(Collection entries)
# # # # #
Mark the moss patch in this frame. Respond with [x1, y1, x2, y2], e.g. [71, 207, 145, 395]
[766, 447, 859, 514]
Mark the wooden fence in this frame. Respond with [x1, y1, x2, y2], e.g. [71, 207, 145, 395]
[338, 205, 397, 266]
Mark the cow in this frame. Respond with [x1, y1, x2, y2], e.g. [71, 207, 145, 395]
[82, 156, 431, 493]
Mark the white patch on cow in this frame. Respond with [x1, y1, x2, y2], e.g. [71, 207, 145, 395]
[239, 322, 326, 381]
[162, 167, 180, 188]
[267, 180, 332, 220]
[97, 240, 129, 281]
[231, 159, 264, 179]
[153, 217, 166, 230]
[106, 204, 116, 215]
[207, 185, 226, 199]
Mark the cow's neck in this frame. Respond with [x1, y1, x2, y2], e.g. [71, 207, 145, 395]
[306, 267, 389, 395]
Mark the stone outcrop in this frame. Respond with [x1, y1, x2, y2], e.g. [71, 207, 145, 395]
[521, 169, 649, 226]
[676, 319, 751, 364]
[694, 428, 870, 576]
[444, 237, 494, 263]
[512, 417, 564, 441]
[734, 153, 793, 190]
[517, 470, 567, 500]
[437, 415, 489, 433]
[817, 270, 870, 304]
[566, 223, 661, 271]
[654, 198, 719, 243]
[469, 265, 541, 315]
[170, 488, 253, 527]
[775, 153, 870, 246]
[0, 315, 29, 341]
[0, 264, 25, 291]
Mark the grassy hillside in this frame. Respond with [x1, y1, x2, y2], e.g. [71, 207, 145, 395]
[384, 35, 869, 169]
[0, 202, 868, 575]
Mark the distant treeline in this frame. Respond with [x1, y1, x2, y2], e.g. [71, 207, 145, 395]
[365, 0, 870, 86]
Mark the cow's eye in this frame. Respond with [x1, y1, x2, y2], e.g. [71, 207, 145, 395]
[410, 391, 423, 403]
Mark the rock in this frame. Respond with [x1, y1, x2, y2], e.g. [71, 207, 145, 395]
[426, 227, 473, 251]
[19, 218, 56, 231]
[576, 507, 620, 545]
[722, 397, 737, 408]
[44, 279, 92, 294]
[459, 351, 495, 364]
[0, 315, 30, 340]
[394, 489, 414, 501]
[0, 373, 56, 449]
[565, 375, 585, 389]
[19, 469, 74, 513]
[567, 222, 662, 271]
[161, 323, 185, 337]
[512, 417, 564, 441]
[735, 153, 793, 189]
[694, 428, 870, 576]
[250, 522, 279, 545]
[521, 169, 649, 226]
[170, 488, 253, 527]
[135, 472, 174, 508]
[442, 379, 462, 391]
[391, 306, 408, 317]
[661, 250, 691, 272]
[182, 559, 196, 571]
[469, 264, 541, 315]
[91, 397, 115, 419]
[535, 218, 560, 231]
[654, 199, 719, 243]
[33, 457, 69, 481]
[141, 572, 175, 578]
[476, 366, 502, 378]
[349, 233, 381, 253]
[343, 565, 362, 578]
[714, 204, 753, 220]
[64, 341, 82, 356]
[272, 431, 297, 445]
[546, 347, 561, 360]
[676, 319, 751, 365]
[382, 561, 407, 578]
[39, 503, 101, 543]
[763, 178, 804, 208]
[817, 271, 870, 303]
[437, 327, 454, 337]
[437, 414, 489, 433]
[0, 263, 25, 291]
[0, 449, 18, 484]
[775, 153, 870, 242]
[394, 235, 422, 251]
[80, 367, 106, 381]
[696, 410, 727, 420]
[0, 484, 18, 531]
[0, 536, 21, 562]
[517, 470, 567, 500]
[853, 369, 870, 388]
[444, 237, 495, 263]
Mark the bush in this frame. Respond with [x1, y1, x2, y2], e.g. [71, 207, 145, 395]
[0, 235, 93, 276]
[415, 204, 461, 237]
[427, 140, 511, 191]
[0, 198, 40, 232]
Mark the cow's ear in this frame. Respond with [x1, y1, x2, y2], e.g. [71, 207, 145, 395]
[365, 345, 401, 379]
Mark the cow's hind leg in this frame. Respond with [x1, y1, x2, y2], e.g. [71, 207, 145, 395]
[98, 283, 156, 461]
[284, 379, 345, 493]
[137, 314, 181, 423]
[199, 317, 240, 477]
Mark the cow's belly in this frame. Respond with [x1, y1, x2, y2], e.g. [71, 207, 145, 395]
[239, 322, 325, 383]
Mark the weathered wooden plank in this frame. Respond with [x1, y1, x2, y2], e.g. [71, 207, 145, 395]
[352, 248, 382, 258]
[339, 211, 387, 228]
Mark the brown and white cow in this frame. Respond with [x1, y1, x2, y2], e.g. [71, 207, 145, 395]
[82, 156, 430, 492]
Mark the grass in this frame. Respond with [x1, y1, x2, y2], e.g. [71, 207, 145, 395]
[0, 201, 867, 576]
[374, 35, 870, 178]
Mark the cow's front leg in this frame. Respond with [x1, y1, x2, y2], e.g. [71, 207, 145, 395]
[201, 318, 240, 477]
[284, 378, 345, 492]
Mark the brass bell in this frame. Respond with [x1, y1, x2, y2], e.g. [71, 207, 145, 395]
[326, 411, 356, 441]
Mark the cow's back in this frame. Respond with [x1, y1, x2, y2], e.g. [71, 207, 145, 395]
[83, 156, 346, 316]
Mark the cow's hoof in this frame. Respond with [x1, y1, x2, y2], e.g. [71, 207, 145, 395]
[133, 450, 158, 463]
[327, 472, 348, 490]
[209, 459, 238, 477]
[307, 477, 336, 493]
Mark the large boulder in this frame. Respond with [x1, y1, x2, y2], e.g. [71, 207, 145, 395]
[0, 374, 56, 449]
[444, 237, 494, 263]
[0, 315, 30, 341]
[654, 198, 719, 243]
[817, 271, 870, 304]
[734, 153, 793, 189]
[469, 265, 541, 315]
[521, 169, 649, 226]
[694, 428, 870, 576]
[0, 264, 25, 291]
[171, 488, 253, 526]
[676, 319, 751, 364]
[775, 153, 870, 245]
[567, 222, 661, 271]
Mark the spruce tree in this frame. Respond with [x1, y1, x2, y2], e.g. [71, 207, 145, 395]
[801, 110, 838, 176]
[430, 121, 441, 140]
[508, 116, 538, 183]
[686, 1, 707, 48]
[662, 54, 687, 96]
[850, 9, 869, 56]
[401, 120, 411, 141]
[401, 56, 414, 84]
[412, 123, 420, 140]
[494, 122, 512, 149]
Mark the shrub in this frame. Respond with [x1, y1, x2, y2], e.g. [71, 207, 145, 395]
# # # # #
- _What you should do_:
What's needed is a word-for-word restatement of all the entries.

- _Finished exercise_:
Mark the moss patch in this frame. Respond with [x1, y1, x2, y2], e.g. [71, 207, 145, 395]
[766, 447, 859, 514]
Mark the wooden fence in this frame. Respond with [x1, y1, x2, y2], e.g. [71, 207, 145, 395]
[338, 205, 397, 266]
Mark the cow in this frame. Respond with [x1, y1, x2, y2], e.g. [71, 207, 145, 395]
[82, 156, 431, 493]
Mark the white patch on cow in this frame. Respond with [x1, y1, x2, y2], e.g. [71, 207, 145, 395]
[239, 322, 326, 381]
[162, 167, 180, 188]
[267, 180, 332, 220]
[97, 240, 129, 281]
[231, 159, 264, 179]
[153, 217, 166, 230]
[106, 204, 116, 215]
[207, 185, 226, 199]
Mark the cow's neck in this frame. Respond with [x1, y1, x2, y2], e.g. [71, 207, 145, 395]
[306, 267, 389, 395]
Mark the stone outcrop in this frame. Respond with [x1, y1, x2, y2], e.g. [71, 207, 145, 395]
[521, 169, 649, 226]
[676, 319, 751, 364]
[694, 428, 870, 576]
[444, 237, 494, 263]
[512, 417, 564, 441]
[734, 153, 793, 190]
[517, 470, 567, 500]
[437, 415, 489, 433]
[817, 270, 870, 304]
[566, 223, 661, 271]
[654, 198, 719, 243]
[469, 265, 541, 315]
[170, 488, 253, 527]
[775, 153, 870, 246]
[0, 315, 29, 341]
[0, 264, 25, 291]
Mark the grassy hillside in this frame. Respond with [x1, y1, x2, y2], e.g. [71, 207, 145, 395]
[384, 35, 869, 169]
[0, 202, 868, 575]
Mark the distant treeline in this frame. Respond with [x1, y1, x2, y2], e.g. [71, 207, 145, 395]
[365, 0, 870, 86]
Mark the cow's eye in this frame. Respond with [x1, y1, x2, y2], e.g. [71, 207, 145, 395]
[410, 391, 423, 403]
Mark the rock in this frame. Respond with [x1, y1, x2, y2], e.g. [71, 207, 145, 395]
[426, 227, 473, 251]
[19, 218, 56, 231]
[576, 507, 620, 545]
[722, 397, 737, 408]
[44, 279, 92, 294]
[459, 351, 495, 364]
[0, 315, 30, 340]
[394, 489, 414, 501]
[0, 373, 56, 449]
[565, 375, 585, 389]
[19, 469, 74, 513]
[567, 222, 662, 271]
[161, 323, 185, 337]
[512, 417, 564, 441]
[735, 153, 793, 189]
[694, 428, 870, 576]
[250, 522, 279, 545]
[521, 169, 649, 226]
[170, 488, 253, 527]
[135, 472, 174, 508]
[442, 379, 462, 391]
[391, 306, 408, 317]
[661, 250, 691, 272]
[182, 559, 196, 571]
[469, 264, 541, 315]
[91, 397, 115, 419]
[535, 218, 560, 231]
[654, 199, 719, 243]
[33, 457, 69, 481]
[141, 572, 175, 578]
[476, 366, 502, 378]
[349, 233, 381, 253]
[343, 565, 362, 578]
[714, 204, 753, 220]
[64, 341, 82, 356]
[272, 431, 297, 445]
[546, 347, 561, 360]
[676, 319, 751, 365]
[382, 561, 407, 578]
[39, 503, 101, 543]
[763, 178, 804, 208]
[817, 271, 870, 303]
[437, 327, 454, 337]
[437, 414, 489, 433]
[0, 263, 25, 291]
[0, 449, 18, 484]
[775, 153, 870, 242]
[394, 235, 422, 251]
[80, 367, 106, 381]
[696, 410, 727, 420]
[0, 484, 18, 531]
[0, 536, 21, 562]
[517, 470, 567, 500]
[853, 369, 870, 388]
[444, 237, 495, 263]
Mark the bush in this frame. Respond with [x1, y1, x2, y2], e.g. [71, 207, 145, 395]
[0, 235, 93, 276]
[415, 204, 461, 237]
[427, 140, 511, 191]
[0, 198, 40, 232]
Mark the cow's ear in this frame. Respond with [x1, y1, x2, y2], e.g. [71, 207, 145, 395]
[365, 345, 401, 379]
Mark the cow's hind leg in this frame. Respond with [x1, y1, x2, y2], e.g. [71, 207, 145, 395]
[98, 283, 156, 461]
[284, 379, 345, 493]
[137, 314, 181, 423]
[199, 317, 240, 477]
Mark the cow's belly in this frame. Respond with [x1, y1, x2, y2], e.g. [71, 207, 145, 395]
[239, 322, 325, 383]
Mark the weathered wooden plank in this frame. Respond with [x1, y1, x2, y2], e.g. [71, 207, 145, 395]
[352, 248, 382, 258]
[339, 211, 387, 228]
Mark the brown and white cow in this frame. Respond with [x1, y1, x2, y2], e.g. [71, 207, 145, 395]
[82, 156, 430, 492]
Mark the grass in this frame. Respond with [x1, y1, x2, y2], e.g. [71, 207, 145, 395]
[0, 201, 867, 576]
[374, 35, 870, 178]
Mark the cow's front leg in this frame. Respond with [x1, y1, x2, y2], e.g. [71, 207, 145, 395]
[201, 318, 240, 477]
[284, 378, 345, 492]
Mark the brass bell in this frame. Respond with [x1, y1, x2, y2], e.g. [71, 207, 145, 395]
[326, 411, 356, 441]
Mark the cow's back in this frame. Respond with [x1, y1, x2, y2], e.g. [71, 207, 145, 395]
[83, 156, 346, 316]
Mark the cow's hoof in this frame. Respond with [x1, y1, x2, y2], e.g. [71, 207, 145, 395]
[133, 450, 158, 463]
[327, 472, 348, 490]
[209, 459, 238, 477]
[307, 477, 336, 493]
Mark the large boulder in this frame. Respond with [x1, y1, x2, y2], e.g. [71, 207, 145, 395]
[0, 374, 56, 449]
[444, 237, 494, 263]
[0, 315, 30, 341]
[654, 198, 719, 243]
[817, 271, 870, 304]
[734, 153, 793, 189]
[469, 265, 541, 315]
[521, 169, 649, 226]
[694, 428, 870, 576]
[0, 264, 25, 291]
[171, 488, 253, 526]
[676, 319, 751, 364]
[775, 153, 870, 245]
[567, 222, 661, 271]
Mark the spruce tree in this frame. Respond with [x1, y1, x2, y2], e.g. [71, 207, 145, 395]
[801, 110, 838, 176]
[430, 121, 441, 140]
[508, 116, 538, 183]
[686, 1, 707, 48]
[662, 54, 687, 96]
[850, 9, 869, 56]
[401, 120, 411, 141]
[401, 56, 414, 84]
[412, 123, 420, 140]
[494, 122, 512, 149]
Mark the shrub in this frame. Respond with [x1, y1, x2, y2], e.g. [71, 207, 145, 395]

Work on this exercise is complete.